### [PROBLEM TO WORK ON]
Only one stretch of the data below is wanted: the lines starting at the one with "Target: wire fence" and ending at the one with "Find every instance of the paved", both included, given again exactly.

### [Region pointing data]
──────────────────────────────

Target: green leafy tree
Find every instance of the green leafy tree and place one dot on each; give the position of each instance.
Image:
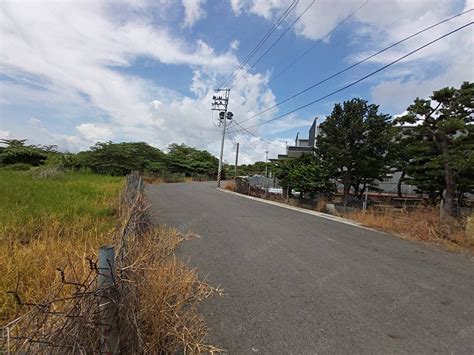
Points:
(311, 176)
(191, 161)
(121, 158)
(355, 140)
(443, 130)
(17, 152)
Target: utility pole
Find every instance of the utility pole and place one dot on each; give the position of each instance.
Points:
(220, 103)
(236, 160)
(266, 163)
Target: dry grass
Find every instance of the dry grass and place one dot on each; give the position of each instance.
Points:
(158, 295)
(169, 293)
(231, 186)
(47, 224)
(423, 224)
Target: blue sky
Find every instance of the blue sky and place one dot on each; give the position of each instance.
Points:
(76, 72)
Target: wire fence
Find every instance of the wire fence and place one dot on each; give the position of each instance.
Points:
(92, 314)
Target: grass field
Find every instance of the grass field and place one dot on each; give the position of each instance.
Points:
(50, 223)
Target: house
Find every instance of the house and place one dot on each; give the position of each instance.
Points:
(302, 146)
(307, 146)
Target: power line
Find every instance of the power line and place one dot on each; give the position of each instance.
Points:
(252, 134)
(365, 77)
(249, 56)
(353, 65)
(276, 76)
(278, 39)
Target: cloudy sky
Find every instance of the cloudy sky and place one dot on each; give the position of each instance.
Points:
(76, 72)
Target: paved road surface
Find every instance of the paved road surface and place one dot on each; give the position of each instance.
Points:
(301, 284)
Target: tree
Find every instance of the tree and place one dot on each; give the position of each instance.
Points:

──────────────────────────────

### [OUTPUT]
Target: wire fence
Find every instance of the wire fence and place one dot on each; give the position of each instance.
Points:
(92, 314)
Target: grass field
Find every instance of the grass field and place one dot on each; give the position of each instance.
Points:
(50, 223)
Target: house
Find every instance of the house and place one dot on each; give the position of each instance.
Points:
(302, 146)
(307, 146)
Target: power line
Find every instance of the power line and place one dot on each; give the position of each instance.
Points:
(252, 134)
(365, 77)
(249, 56)
(353, 65)
(276, 76)
(278, 39)
Target: cloudy sky
Find every instance of the cloudy sky and place one dot on each; give the position of each instance.
Points:
(76, 72)
Target: paved road surface
Find every instance of the paved road surface and place one dot on each; give the position of each instance.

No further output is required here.